▶ _WORK TO DO_
1 – In the K-Wing post, rewrite everything from "K-Wings hold a" down to "period of months.", putting "hobby shop" wherever "gaming store" appears.
2 – According to the K-Wing post, who introduced the writer to X-Wing, and when?

▶ _SOURCE_
════

K-Wings hold a special place in my heart. My youngest brother Zach introduced us to X-Wing back in October of 2016. He, our middle brother, and myself headed to our local gaming store to begin the journey that we’re on now. Full confession, I’d done no research prior to showing up and buying. I knew that I needed a Core Set, but I wanted something else to go with my Rebel T-70 X-Wing. I scanned the shelves and simply thought the K-Wing looked *cool*. Day one purchase made, I proceeded to lose with the K-Wing ten or more times before shelving the “bad ship” for a period of months.
In the wake of Worlds, Miranda and Corran finishing second piqued my interest in the ship again. I dusted off both ships (my collection had grown substantially since that fateful day in October) and I began running the same list popularized by Kevin Leintz. I had some mixed success. Bombs proved to be very fun, but Corran just couldn’t keep up with my local family meta chalk full of PS 9 aces. That’s mostly on me. I’m not a great pilot now, but I was a worse pilot then. Heading into Christmas 2016, Miranda sat back on my shelf where she stayed until my introduction to the Kel Special.

════

▶ _ENTRIES_
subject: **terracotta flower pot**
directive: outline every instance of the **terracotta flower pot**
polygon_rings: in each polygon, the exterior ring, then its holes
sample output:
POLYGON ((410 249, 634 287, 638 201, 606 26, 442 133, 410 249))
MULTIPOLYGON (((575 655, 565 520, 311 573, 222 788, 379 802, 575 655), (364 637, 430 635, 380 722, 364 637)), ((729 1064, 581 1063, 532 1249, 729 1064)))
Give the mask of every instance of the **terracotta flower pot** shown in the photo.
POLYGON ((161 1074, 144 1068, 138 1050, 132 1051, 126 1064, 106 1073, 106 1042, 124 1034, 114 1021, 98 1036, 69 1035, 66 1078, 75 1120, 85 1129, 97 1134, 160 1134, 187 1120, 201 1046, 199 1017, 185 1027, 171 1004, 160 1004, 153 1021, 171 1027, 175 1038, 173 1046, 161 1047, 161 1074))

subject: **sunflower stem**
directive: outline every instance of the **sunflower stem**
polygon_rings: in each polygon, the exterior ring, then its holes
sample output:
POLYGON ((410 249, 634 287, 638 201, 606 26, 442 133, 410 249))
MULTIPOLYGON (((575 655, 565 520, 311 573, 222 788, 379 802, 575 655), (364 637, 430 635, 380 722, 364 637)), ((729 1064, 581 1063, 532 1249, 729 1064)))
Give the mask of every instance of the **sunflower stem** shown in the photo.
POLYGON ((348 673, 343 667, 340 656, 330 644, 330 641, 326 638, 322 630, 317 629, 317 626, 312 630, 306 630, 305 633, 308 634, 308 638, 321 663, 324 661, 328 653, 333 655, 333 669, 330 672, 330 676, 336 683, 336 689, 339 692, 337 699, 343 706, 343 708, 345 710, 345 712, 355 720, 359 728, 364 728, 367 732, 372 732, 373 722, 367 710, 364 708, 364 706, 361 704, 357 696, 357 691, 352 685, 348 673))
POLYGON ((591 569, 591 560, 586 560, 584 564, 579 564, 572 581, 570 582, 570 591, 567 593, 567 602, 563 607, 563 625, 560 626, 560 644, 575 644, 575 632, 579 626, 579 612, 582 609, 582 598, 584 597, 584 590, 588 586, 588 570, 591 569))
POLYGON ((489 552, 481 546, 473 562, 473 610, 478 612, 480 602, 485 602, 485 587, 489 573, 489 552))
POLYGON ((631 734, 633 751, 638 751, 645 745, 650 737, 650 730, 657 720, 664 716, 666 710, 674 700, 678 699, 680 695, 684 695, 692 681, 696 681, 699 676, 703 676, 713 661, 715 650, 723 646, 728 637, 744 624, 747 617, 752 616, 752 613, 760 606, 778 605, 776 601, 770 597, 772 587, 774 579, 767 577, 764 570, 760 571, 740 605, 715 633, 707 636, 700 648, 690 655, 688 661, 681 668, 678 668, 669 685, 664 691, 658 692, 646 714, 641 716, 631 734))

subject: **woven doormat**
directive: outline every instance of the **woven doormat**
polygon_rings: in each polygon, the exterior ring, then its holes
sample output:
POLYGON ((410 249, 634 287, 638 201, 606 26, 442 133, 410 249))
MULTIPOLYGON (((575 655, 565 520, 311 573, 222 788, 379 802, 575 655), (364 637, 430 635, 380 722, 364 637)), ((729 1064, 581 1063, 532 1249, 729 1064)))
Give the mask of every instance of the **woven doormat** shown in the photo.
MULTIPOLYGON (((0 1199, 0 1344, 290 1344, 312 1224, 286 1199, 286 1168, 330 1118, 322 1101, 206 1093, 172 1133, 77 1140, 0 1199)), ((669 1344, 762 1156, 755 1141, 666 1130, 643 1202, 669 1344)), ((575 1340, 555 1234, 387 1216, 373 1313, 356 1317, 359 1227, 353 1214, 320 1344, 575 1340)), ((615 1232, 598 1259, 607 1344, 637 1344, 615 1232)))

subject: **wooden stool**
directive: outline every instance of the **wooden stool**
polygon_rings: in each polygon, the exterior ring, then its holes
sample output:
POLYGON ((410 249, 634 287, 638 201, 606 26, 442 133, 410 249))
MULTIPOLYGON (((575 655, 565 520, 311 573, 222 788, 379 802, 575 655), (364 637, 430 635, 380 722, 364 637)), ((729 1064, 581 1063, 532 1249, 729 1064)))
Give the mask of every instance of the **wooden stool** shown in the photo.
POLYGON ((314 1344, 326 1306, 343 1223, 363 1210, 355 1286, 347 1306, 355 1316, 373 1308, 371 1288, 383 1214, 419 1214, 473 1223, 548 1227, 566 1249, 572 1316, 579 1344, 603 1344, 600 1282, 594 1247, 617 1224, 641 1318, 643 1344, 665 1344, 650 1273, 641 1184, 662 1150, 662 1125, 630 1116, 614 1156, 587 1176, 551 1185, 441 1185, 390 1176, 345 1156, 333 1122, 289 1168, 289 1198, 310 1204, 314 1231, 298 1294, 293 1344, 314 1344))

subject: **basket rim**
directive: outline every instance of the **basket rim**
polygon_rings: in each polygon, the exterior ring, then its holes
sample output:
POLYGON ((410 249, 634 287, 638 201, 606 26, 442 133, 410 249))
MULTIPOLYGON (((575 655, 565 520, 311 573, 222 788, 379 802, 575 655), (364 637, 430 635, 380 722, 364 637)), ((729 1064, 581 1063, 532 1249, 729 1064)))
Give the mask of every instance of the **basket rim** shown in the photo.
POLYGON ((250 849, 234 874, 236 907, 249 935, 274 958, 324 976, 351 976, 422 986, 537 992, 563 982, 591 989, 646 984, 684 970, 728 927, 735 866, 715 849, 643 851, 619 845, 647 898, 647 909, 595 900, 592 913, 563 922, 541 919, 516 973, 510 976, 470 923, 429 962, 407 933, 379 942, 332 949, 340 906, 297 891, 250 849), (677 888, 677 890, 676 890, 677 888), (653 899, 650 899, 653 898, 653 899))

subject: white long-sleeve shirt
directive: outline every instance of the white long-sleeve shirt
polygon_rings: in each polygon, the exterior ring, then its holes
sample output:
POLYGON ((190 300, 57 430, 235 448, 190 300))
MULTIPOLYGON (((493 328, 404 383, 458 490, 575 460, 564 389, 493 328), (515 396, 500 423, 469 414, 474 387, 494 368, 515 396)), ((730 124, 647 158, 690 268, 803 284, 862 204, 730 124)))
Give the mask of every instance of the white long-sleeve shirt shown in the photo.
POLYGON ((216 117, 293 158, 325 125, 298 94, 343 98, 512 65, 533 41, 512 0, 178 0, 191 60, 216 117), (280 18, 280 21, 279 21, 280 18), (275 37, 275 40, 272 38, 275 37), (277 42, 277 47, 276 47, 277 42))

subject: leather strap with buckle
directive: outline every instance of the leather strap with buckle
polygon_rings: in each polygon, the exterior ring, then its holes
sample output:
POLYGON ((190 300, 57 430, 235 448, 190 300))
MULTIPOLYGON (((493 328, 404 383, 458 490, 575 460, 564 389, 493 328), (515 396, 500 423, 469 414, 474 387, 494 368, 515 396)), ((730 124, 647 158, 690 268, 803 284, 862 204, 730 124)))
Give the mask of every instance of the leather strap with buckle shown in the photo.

════

▶ _ANSWERS PER TASK_
1 –
K-Wings hold a special place in my heart. My youngest brother Zach introduced us to X-Wing back in October of 2016. He, our middle brother, and myself headed to our local hobby shop to begin the journey that we’re on now. Full confession, I’d done no research prior to showing up and buying. I knew that I needed a Core Set, but I wanted something else to go with my Rebel T-70 X-Wing. I scanned the shelves and simply thought the K-Wing looked *cool*. Day one purchase made, I proceeded to lose with the K-Wing ten or more times before shelving the “bad ship” for a period of months.

2 – The writer's youngest brother, Zach, in October 2016.